What the task requires: From the listing below, copy out verbatim the lines running from the line with "of the hilltop" up to and including the line with "column 103, row 16".

Records from a data source:
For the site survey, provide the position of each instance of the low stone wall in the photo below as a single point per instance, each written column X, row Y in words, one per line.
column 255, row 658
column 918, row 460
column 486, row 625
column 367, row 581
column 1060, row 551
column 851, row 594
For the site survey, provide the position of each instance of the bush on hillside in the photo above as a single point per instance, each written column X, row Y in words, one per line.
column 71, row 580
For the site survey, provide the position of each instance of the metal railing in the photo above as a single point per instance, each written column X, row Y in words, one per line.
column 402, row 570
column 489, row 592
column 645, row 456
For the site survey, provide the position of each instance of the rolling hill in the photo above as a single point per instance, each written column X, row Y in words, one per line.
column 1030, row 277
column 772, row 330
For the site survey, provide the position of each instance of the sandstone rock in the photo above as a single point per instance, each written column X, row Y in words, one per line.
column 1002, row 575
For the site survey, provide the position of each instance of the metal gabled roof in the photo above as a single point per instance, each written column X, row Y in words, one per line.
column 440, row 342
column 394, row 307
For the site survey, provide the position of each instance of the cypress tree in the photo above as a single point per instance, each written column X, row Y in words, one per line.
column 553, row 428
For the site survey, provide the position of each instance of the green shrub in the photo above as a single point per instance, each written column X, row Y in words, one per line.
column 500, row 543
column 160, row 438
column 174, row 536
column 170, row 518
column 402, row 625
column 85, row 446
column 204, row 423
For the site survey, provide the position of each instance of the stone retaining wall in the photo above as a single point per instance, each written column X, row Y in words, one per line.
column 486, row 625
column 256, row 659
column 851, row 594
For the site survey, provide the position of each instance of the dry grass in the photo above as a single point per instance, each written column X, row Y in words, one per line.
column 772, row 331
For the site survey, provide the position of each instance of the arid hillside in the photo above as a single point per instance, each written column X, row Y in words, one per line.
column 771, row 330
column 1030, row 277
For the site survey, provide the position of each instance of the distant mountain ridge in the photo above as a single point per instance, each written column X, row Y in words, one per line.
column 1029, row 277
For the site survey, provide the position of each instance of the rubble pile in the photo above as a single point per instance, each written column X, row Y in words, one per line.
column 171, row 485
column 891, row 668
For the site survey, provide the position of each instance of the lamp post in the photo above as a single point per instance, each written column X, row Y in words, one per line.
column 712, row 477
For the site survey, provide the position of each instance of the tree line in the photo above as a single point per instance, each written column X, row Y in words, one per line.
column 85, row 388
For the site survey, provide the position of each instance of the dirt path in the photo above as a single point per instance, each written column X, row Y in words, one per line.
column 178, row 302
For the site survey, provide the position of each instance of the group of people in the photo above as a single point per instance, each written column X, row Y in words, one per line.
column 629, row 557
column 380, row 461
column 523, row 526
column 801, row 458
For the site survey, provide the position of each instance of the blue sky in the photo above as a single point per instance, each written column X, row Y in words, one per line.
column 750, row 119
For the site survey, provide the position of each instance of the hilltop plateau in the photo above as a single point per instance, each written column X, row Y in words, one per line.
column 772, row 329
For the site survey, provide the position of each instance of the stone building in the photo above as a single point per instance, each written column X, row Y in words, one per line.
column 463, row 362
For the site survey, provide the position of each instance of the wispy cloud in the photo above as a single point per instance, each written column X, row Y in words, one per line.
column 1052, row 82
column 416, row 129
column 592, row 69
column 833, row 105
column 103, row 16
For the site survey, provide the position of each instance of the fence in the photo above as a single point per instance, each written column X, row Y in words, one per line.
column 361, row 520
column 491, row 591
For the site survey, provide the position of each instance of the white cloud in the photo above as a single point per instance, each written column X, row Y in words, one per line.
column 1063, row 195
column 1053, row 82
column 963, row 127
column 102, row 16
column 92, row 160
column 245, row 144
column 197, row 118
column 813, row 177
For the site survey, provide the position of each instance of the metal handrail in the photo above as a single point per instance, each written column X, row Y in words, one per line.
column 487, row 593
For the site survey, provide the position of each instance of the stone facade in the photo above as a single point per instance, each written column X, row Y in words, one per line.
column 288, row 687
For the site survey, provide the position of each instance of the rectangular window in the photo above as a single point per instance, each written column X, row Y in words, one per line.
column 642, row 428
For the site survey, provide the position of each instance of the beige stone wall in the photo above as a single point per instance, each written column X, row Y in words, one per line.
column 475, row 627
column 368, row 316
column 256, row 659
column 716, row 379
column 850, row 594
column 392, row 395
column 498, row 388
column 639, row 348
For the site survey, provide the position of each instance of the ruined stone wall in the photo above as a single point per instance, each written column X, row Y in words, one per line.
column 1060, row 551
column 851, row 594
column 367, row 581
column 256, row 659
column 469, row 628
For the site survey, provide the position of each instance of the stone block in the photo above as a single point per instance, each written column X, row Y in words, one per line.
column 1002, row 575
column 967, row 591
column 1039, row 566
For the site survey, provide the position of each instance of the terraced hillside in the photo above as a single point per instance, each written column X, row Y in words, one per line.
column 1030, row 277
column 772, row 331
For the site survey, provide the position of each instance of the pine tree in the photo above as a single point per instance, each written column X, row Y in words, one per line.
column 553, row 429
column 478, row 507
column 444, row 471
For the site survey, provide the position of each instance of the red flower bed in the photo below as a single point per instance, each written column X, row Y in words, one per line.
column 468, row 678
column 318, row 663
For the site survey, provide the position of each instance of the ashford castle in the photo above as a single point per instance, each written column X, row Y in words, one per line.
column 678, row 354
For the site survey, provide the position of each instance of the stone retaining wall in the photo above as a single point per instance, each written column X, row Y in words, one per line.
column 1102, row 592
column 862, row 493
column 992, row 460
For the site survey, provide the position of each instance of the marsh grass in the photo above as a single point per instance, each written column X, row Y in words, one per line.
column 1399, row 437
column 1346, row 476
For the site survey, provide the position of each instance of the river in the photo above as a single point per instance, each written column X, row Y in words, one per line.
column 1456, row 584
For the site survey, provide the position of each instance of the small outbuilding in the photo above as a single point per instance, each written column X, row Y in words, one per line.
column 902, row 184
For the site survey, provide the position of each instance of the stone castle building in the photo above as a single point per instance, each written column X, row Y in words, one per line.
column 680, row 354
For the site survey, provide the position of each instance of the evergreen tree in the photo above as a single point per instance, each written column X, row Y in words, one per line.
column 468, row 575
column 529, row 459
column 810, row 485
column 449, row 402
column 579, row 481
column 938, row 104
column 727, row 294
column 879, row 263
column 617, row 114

Finished answer:
For the site survey, provide the position of each instance of the hilltop plateau in the photo above as a single point per instance, each written column X, row Y in words, one per line.
column 772, row 329
For the site survey, provide the position of each instance of the stone building in the photo above as a single point per instance, each written column X, row Y in words, one per line.
column 463, row 362
For the site survey, provide the position of each instance of the wispy cloud in the photo above as a single point per instance, each written column X, row Y in words, one per line.
column 1052, row 82
column 416, row 129
column 592, row 69
column 833, row 105
column 103, row 16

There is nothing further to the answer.